#### Task to carry out
Reproduce the listing below word for word, from its first line to its last.

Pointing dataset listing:
───

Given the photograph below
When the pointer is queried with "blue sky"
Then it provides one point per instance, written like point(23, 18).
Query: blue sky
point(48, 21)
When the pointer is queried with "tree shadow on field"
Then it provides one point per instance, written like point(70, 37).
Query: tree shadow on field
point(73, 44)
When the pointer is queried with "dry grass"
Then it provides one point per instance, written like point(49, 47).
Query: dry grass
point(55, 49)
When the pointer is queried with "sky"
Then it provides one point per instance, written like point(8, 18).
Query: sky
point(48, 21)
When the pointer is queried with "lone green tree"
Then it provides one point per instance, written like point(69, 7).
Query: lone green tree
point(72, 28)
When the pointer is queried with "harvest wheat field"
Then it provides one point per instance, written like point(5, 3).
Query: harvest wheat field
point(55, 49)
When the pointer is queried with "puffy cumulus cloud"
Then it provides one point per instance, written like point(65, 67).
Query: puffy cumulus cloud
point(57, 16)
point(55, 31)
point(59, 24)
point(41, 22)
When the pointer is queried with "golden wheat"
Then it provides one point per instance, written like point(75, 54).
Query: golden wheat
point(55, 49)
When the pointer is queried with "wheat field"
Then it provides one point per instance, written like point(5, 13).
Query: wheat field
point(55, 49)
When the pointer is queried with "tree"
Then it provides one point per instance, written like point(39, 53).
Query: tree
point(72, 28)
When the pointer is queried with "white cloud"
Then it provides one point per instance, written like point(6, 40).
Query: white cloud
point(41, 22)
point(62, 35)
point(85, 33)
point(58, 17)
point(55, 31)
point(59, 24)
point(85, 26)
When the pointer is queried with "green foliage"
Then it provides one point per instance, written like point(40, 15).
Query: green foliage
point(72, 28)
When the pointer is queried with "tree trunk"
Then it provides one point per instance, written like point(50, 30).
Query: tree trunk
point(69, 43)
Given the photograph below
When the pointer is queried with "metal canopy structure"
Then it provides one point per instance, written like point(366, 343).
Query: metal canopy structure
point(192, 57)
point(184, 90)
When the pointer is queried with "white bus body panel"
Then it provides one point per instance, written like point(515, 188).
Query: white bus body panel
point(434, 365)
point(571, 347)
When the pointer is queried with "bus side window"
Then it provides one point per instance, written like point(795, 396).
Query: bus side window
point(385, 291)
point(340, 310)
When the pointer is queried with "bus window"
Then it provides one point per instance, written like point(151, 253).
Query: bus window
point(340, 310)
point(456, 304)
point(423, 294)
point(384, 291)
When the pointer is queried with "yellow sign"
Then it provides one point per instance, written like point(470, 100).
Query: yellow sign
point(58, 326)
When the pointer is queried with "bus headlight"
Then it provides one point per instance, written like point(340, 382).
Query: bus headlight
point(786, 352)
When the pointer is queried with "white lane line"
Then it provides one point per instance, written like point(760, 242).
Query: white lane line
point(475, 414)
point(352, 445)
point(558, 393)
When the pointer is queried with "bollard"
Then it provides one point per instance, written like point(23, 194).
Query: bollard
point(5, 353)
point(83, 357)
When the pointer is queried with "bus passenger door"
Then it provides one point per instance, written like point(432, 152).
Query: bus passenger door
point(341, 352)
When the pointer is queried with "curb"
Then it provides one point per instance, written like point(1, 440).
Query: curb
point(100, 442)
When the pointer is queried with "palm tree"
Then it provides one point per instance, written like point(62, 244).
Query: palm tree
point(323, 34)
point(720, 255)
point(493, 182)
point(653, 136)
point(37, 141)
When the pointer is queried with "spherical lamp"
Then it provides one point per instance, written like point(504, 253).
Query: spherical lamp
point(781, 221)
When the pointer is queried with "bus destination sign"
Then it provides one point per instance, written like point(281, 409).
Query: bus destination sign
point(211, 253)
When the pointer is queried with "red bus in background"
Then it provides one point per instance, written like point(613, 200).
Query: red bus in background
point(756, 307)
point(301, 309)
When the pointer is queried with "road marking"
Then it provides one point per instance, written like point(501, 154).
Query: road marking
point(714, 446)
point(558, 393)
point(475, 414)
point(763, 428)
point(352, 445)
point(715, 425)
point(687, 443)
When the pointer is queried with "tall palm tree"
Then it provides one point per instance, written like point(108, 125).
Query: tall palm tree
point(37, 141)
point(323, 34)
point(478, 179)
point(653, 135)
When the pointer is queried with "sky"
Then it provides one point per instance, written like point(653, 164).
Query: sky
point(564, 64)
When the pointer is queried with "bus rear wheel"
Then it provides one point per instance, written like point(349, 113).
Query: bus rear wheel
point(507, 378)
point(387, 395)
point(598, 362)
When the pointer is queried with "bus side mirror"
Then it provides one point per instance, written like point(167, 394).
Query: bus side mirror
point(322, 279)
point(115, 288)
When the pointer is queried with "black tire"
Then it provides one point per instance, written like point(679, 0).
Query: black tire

───

#### Correct result
Given the photograph below
When the pointer is queried with "blue sky"
Then it provides one point per instance, written like point(23, 18).
Query: blue sky
point(48, 21)
When the pointer is queried with "tree shadow on field"
Then it provides one point per instance, written like point(70, 37).
Query: tree shadow on field
point(73, 44)
When the pointer is queried with "dry grass"
Then it provides one point per instance, written like point(49, 47).
Query: dry grass
point(55, 49)
When the pointer is queried with "sky"
Then it provides one point per instance, written like point(8, 18).
Query: sky
point(48, 21)
When the pointer is queried with "lone green tree"
Then it provides one point per instance, written like point(69, 7).
Query: lone green tree
point(72, 28)
When the pointer is queried with "harvest wheat field"
Then it provides one point per instance, written like point(5, 3).
Query: harvest wheat field
point(55, 49)
When the pointer is queried with "puffy cumulus cloud"
Then it provides one point per instance, written like point(65, 67).
Query: puffy cumulus cloud
point(57, 16)
point(55, 31)
point(59, 24)
point(41, 22)
When the pointer is queried with "golden wheat"
Then it provides one point per instance, written like point(75, 54).
Query: golden wheat
point(55, 49)
When the pointer is queried with "wheat field"
Then it provides one point per instance, written like point(5, 13).
Query: wheat field
point(55, 49)
When the pointer is queried with "tree"
Then it provides one point per instance, written like point(39, 53).
Query: tree
point(72, 28)
When the pointer is queried with "white cloud"
Then it provides one point per instance, written like point(6, 40).
Query: white cloud
point(41, 22)
point(62, 35)
point(85, 33)
point(58, 17)
point(55, 31)
point(59, 24)
point(85, 26)
When the pointer is queried with "green foliage"
Then it provides one point per instance, written like point(40, 15).
Query: green foliage
point(72, 28)
When the pointer is queried with "tree trunk"
Then it provides one point per instance, written like point(50, 30).
Query: tree trunk
point(69, 43)
Given the photograph below
When the pointer is queried with "metal canopy structure"
Then it provides one point per instance, written like point(366, 343).
Query: metal canopy structure
point(192, 57)
point(184, 90)
When the pointer is queried with "white bus body panel"
Then it provides one point per instance, written like point(515, 188).
Query: white bus body panel
point(434, 365)
point(571, 347)
When the pointer is queried with "bus side window"
Then it provides one point per instance, written like point(795, 396).
Query: bus side window
point(385, 291)
point(340, 310)
When the pointer is queried with "bus window"
Then it provides one point per instance, written like point(151, 253).
Query: bus window
point(340, 310)
point(456, 304)
point(423, 294)
point(384, 291)
When the pointer is queried with "yellow sign"
Then it provides one point per instance, written like point(470, 100).
Query: yellow sign
point(58, 326)
When the pointer is queried with "bus headlight"
Then it provides one point per instance, written like point(340, 382).
Query: bus headlight
point(786, 352)
When the pointer is queried with "white lane line"
Then it provides one point per instance, written like point(760, 242).
Query: white lane line
point(475, 414)
point(352, 445)
point(558, 393)
When the pointer is queried with "bollard"
Then it provides one point per instance, written like point(23, 194).
Query: bollard
point(5, 353)
point(83, 357)
When the pointer is queried with "bus passenger door"
Then it provides one point per instance, written like point(432, 152).
Query: bus passenger door
point(341, 352)
When the pointer is queried with "curb"
Then it provides one point per instance, written like point(1, 440).
Query: curb
point(100, 442)
When the pointer is queried with "palm tree"
Then it provides one point per instance, written like point(62, 244).
Query: palm tree
point(323, 34)
point(720, 255)
point(493, 182)
point(653, 136)
point(37, 141)
When the pointer is queried with "spherical lamp"
Then it provides one point per instance, written like point(504, 253).
Query: spherical lamp
point(781, 221)
When the pointer is queried with "bus destination sign"
Then it provides one point per instance, written like point(281, 409).
Query: bus destination sign
point(211, 253)
When the pointer is queried with "red bus in background"
Then it provides one point per instance, written like point(613, 200).
Query: red bus in background
point(756, 307)
point(301, 309)
When the pointer is queried with "road marking"
Then it provides one point per instance, written like point(501, 154).
Query: road marking
point(714, 446)
point(558, 393)
point(475, 414)
point(763, 428)
point(352, 445)
point(715, 425)
point(687, 443)
When the pointer is queried with "tall palm tree"
Then it provides one point per instance, written like point(108, 125).
Query: tall palm tree
point(37, 141)
point(323, 34)
point(478, 179)
point(653, 135)
When the pointer is queried with "sky"
Then it provides one point per instance, written like point(653, 164).
Query: sky
point(564, 64)
When the pointer is queried with "bus rear wheel"
Then it provides one point per instance, written like point(349, 113).
Query: bus rear wheel
point(507, 378)
point(387, 395)
point(598, 362)
When the pointer is queried with "bus side mirror"
Then it provides one point per instance, written like point(167, 394).
Query: bus side mirror
point(322, 279)
point(115, 288)
When the pointer is queried with "black tire"
Then it provides one point per instance, written like point(679, 0).
Query: black tire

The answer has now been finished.